*** Data records

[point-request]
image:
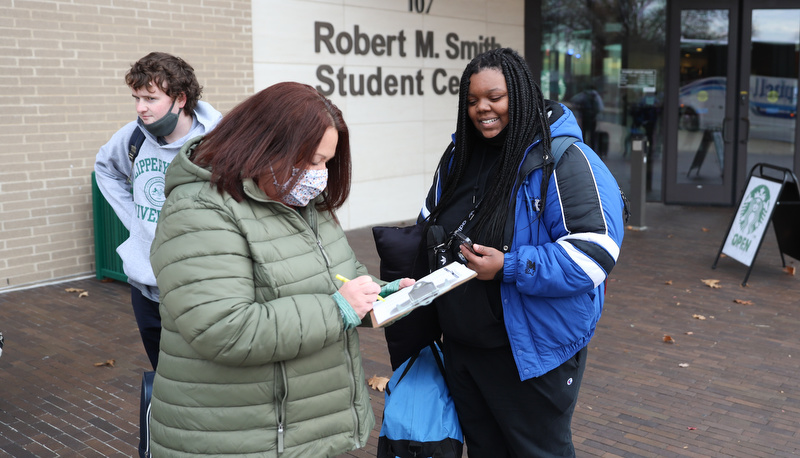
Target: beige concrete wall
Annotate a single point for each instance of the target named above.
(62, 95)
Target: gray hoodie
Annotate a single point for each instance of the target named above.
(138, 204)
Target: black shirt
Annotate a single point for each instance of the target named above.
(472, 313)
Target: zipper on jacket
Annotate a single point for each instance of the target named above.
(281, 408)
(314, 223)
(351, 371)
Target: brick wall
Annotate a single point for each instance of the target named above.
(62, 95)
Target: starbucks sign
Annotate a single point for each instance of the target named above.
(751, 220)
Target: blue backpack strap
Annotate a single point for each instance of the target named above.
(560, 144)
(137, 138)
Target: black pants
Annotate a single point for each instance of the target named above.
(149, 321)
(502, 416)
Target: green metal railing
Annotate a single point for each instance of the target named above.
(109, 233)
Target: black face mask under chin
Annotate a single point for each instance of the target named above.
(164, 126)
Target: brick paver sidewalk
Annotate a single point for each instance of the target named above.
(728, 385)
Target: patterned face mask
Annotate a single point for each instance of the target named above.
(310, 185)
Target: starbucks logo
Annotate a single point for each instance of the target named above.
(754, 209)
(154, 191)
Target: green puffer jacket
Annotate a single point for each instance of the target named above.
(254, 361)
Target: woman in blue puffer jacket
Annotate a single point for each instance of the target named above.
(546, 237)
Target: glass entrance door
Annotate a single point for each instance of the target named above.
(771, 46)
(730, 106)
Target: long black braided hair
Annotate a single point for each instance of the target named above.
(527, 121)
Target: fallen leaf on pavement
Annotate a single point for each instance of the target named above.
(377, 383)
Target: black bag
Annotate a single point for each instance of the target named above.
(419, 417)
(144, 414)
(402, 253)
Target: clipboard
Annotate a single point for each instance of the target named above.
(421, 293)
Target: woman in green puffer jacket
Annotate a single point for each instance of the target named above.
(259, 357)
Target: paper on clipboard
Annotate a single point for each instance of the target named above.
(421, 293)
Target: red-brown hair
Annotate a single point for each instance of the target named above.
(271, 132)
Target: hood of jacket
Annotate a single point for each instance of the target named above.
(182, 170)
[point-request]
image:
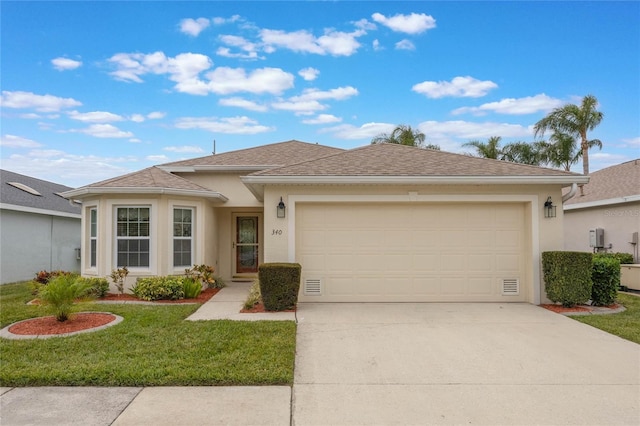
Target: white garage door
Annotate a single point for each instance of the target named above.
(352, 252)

******

Problem to solve — Track down all lines above with the string "starbucks" and copy them.

The answer —
Target: starbucks sign
Target: starbucks logo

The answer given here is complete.